Do this —
Show each line in the items below that contains the word "white", copying it in full.

BEGIN Extracted records

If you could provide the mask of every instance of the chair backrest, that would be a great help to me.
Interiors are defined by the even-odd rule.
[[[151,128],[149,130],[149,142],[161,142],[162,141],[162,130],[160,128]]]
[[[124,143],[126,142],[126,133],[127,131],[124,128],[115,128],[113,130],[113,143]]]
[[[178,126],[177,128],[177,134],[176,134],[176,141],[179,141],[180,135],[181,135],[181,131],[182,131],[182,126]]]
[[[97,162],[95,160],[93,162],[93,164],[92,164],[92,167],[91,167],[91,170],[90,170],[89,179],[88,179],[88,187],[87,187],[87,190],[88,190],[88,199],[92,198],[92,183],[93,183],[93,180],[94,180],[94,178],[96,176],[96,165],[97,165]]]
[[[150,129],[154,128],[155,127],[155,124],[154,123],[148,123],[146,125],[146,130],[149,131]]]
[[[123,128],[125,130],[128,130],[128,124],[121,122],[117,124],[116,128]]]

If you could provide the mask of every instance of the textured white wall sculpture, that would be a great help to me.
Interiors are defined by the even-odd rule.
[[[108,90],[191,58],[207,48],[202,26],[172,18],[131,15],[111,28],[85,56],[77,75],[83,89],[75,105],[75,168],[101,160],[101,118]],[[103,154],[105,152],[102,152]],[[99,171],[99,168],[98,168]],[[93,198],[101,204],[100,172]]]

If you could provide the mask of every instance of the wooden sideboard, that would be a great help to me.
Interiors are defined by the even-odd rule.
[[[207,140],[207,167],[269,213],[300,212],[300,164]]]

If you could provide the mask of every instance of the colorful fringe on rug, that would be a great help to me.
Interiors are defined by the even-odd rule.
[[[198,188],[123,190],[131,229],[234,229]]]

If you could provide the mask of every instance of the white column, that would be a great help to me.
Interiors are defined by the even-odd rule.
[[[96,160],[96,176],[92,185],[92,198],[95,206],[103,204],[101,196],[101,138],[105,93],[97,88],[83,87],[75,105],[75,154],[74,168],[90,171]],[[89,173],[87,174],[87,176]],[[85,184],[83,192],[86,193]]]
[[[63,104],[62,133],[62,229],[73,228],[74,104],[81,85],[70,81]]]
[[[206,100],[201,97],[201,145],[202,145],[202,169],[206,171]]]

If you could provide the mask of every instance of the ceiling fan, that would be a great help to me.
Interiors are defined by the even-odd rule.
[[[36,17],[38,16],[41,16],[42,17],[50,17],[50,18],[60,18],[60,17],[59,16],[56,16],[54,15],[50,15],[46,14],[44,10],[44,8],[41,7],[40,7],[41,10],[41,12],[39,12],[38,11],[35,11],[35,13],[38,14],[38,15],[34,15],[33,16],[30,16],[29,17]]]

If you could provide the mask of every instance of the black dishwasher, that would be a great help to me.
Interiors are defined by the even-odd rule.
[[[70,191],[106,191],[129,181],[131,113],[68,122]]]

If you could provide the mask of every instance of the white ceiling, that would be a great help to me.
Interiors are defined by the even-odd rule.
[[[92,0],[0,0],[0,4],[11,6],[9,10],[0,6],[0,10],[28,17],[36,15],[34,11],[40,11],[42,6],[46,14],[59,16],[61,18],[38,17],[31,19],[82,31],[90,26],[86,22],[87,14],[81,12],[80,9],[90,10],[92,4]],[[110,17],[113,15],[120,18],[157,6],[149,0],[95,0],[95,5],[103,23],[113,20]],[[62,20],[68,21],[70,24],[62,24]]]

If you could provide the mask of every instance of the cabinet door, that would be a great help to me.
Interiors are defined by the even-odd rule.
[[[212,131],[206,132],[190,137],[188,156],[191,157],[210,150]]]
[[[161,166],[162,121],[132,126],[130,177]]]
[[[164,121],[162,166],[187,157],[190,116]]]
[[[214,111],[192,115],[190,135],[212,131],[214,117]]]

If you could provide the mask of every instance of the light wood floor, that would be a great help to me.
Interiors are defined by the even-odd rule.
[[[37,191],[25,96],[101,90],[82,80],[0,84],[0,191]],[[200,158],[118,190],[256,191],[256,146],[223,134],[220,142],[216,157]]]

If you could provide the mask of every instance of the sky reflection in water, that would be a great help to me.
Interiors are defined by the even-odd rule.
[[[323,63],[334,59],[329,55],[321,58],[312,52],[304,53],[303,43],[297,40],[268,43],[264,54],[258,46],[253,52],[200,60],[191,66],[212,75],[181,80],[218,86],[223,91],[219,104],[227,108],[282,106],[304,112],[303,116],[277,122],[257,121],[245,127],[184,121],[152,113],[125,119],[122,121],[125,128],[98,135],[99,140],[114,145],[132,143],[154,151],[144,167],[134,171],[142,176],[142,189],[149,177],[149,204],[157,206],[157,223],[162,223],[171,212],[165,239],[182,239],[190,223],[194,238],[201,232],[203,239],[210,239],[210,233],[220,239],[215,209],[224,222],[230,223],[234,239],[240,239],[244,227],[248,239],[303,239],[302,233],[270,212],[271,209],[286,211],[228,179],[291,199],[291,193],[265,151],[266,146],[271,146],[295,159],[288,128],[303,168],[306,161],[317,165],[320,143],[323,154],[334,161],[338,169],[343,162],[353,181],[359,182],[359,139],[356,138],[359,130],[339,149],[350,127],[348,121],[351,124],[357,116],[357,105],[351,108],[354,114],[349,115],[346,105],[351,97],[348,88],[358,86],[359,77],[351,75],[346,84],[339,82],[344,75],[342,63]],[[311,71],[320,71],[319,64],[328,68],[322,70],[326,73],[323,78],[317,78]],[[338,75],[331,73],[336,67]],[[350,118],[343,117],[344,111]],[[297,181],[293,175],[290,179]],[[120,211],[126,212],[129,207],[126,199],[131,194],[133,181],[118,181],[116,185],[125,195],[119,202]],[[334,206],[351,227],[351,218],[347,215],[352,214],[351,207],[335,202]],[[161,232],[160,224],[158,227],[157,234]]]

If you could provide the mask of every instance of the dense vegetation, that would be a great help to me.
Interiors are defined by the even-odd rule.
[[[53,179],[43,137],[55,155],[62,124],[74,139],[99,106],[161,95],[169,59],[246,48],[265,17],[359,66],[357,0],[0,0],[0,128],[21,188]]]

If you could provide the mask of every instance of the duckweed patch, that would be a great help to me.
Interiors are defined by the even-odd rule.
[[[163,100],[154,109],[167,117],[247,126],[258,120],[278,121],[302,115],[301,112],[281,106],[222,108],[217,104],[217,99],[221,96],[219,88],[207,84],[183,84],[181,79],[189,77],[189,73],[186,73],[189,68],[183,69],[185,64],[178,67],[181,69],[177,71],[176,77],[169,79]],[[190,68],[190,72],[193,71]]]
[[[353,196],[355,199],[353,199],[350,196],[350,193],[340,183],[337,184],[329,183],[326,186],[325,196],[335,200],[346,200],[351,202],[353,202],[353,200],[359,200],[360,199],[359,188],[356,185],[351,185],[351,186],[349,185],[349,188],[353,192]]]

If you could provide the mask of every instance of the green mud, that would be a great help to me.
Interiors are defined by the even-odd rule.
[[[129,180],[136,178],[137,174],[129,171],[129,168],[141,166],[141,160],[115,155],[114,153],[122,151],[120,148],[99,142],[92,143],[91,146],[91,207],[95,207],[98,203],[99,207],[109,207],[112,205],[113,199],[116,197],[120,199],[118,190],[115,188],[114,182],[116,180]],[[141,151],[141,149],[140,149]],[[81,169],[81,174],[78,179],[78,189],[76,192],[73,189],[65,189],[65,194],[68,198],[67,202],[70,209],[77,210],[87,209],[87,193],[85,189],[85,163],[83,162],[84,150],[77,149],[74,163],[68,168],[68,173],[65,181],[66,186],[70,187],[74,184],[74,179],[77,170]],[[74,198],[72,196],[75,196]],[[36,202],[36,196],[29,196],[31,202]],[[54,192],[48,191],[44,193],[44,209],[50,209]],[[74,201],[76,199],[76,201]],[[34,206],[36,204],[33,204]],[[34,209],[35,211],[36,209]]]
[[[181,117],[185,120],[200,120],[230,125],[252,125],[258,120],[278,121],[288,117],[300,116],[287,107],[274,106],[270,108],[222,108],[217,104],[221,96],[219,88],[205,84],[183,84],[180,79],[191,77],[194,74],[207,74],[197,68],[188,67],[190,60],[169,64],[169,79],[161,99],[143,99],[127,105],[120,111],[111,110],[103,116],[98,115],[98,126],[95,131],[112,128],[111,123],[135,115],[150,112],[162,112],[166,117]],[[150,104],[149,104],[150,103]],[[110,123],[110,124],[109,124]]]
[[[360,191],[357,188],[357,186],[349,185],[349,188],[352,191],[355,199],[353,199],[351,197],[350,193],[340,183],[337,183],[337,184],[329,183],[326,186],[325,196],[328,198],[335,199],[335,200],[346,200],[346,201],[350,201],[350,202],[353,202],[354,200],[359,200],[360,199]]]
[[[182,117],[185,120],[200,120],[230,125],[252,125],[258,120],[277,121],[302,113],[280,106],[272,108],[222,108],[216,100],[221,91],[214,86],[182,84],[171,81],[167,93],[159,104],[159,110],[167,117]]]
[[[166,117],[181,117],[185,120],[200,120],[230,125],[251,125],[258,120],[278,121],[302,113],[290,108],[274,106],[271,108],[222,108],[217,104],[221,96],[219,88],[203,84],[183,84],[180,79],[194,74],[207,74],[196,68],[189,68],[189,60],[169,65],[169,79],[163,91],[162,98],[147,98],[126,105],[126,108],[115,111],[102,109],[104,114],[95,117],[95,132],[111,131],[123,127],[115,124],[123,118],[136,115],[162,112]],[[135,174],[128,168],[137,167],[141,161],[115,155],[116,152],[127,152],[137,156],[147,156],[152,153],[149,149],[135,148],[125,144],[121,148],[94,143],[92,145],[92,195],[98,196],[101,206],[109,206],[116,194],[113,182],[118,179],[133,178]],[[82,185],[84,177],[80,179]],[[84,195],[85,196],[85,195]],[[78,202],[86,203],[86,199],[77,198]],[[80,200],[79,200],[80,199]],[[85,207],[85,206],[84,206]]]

END Extracted records

Finished task —
If you could provide the mask of every instance of the textured white wall sculpture, that would be a great help to me.
If you could provide the mask of every instance of the white column, that would be a great help to me.
If you could provide the mask of every instance of the white ceiling, that would be a great help to me.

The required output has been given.